--- Data for analysis Enclosed Below ---

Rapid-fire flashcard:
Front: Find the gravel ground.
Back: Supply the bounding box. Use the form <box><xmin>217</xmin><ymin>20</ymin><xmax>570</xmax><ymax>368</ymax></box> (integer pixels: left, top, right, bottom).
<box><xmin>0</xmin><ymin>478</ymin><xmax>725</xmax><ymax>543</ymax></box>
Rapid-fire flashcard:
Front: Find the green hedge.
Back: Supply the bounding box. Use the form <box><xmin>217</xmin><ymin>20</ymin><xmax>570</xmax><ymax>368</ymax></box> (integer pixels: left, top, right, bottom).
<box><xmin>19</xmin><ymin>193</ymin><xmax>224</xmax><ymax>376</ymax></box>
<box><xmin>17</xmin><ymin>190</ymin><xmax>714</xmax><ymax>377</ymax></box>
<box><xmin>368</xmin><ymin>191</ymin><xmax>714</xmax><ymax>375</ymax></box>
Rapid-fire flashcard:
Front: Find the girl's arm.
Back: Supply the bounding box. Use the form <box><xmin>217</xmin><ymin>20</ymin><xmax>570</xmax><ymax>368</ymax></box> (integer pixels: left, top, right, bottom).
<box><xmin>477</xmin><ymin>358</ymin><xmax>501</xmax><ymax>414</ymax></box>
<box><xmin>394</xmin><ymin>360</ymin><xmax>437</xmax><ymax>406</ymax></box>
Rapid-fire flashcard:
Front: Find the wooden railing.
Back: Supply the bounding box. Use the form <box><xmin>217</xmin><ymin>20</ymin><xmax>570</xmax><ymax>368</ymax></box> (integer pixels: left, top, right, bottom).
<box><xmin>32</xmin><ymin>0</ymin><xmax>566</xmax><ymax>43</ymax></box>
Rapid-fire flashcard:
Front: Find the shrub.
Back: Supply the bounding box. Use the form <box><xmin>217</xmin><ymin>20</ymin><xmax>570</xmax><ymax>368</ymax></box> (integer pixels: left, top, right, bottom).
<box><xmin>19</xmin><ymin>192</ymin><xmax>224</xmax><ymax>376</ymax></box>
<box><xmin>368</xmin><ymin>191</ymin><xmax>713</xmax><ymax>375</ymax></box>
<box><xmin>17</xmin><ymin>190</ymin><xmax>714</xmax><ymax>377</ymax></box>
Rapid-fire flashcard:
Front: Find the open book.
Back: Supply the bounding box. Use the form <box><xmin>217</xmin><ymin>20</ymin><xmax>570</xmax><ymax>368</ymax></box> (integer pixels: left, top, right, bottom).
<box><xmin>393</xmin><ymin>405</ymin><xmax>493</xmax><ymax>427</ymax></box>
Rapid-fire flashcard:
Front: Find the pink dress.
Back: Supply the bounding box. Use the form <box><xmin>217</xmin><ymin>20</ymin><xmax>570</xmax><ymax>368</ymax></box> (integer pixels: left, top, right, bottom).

--- End of Enclosed Data for analysis ---

- _What this task involves_
Scan the listing above. Collect all lines with the word "Find".

- _Solved exercise_
Front: Find the gravel ground.
Front: Find the green hedge.
Front: Find the girl's arm.
Front: Find the wooden railing.
Front: Find the shrub.
Front: Find the open book.
Front: Find the pink dress.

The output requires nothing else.